Dataset rows:
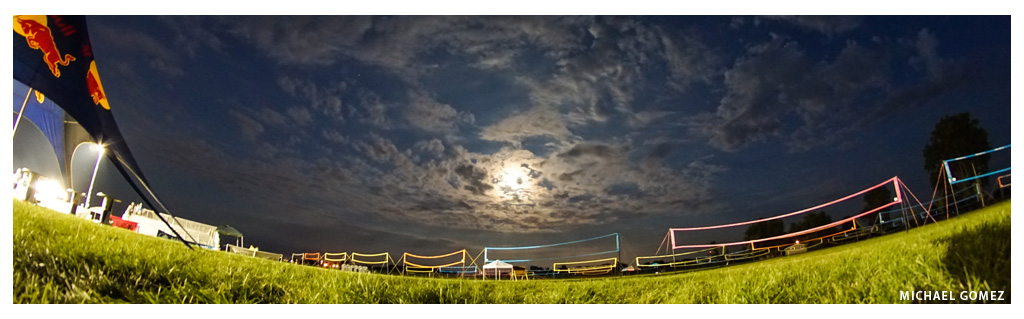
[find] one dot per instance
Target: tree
(876, 198)
(956, 136)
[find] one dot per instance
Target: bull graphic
(39, 38)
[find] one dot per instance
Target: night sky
(432, 134)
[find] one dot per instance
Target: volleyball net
(424, 264)
(755, 238)
(566, 256)
(994, 162)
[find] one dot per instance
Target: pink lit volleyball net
(740, 240)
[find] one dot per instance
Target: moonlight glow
(513, 183)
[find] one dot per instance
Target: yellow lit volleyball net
(764, 236)
(594, 267)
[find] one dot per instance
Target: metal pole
(88, 195)
(24, 103)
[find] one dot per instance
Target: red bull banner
(53, 56)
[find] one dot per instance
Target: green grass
(61, 259)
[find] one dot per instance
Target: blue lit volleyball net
(756, 238)
(965, 169)
(585, 257)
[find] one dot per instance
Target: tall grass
(61, 259)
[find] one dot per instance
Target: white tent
(497, 268)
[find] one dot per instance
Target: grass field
(62, 259)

OBJECTIVE: Transcribe the material as is, with images omitted.

FULL RESPONSE:
[find] one dot per instance
Target: tree
(876, 198)
(956, 136)
[find] one dot per instance
Target: bull graphic
(39, 38)
[find] one dot per instance
Target: night sky
(432, 134)
[find] one dot per instance
Target: volleyball net
(424, 264)
(755, 238)
(566, 256)
(994, 162)
[find] one dot per instance
Target: pink lit volleyball net
(740, 240)
[find] one dot per instance
Target: moonlight glow
(513, 183)
[find] one dot per instance
Target: yellow lit volleyball net
(764, 236)
(594, 267)
[find] one dot per instance
Target: metal pole
(88, 195)
(24, 103)
[find] one dot per instance
Target: red bull banner
(53, 56)
[find] one dot per instance
Target: green grass
(61, 259)
[find] one dot per instance
Target: blue lit volleyball net
(756, 238)
(965, 169)
(585, 257)
[find] one dot per instance
Target: tall grass
(61, 259)
[find] one dot per instance
Target: white tent
(497, 268)
[find] one dot per instance
Target: grass field
(62, 259)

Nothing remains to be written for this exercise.